● **WHAT YOU NEED TO DO**: Display each line in the data below that contains the word "stethoscope". The match is case-sensitive.

● **SUPPLIED DATA**:
════════════════

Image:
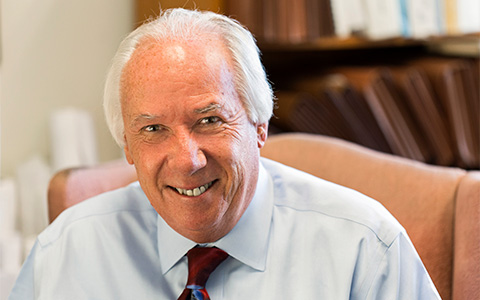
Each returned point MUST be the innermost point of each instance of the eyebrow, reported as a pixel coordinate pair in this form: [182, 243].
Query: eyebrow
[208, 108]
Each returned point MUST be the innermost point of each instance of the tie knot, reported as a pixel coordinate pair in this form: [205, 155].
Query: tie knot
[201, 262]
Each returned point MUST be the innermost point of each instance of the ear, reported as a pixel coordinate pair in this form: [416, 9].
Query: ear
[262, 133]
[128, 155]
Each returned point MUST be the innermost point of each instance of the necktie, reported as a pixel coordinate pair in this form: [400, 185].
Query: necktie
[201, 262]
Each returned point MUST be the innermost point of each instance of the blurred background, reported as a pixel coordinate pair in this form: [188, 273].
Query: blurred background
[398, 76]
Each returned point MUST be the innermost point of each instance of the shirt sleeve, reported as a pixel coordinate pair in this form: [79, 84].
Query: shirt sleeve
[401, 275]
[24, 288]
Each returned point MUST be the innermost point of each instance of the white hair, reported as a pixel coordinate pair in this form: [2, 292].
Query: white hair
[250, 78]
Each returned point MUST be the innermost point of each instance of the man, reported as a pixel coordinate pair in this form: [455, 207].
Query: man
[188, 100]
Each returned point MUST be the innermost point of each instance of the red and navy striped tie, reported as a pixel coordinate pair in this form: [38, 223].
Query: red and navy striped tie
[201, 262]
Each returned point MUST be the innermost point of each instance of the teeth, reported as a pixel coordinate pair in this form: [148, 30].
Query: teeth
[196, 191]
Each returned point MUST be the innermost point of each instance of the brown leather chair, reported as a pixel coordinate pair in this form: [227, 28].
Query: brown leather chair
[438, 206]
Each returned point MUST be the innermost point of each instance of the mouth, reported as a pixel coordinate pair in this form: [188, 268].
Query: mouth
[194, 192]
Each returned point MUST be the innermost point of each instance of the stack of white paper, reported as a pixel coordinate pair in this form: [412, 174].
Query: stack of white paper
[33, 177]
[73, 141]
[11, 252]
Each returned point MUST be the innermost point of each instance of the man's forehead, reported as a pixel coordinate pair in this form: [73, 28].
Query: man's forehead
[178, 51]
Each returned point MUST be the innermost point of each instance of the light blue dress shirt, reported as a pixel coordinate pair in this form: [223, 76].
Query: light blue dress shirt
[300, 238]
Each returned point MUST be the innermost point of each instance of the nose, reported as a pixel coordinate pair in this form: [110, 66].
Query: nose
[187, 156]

════════════════

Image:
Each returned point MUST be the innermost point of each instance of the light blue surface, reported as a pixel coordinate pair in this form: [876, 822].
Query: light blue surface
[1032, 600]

════════════════

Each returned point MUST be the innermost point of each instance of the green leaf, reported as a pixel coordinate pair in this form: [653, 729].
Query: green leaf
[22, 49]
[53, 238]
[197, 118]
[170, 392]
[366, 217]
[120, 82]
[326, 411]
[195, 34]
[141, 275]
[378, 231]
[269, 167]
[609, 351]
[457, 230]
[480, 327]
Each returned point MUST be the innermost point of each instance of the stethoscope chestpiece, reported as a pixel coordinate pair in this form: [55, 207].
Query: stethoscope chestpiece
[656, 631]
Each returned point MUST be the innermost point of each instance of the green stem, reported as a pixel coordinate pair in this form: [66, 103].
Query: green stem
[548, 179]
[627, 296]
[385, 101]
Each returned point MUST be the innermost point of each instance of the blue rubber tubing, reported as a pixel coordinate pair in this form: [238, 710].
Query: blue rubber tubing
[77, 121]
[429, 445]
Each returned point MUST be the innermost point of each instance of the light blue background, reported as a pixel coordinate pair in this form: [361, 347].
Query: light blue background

════════════════

● **RESULT**:
Each returned point MUST be the innermost point of each instance of the stethoscope chestpiece, reported as a pixel coordinate pair in this form: [55, 207].
Query: stethoscope chestpiece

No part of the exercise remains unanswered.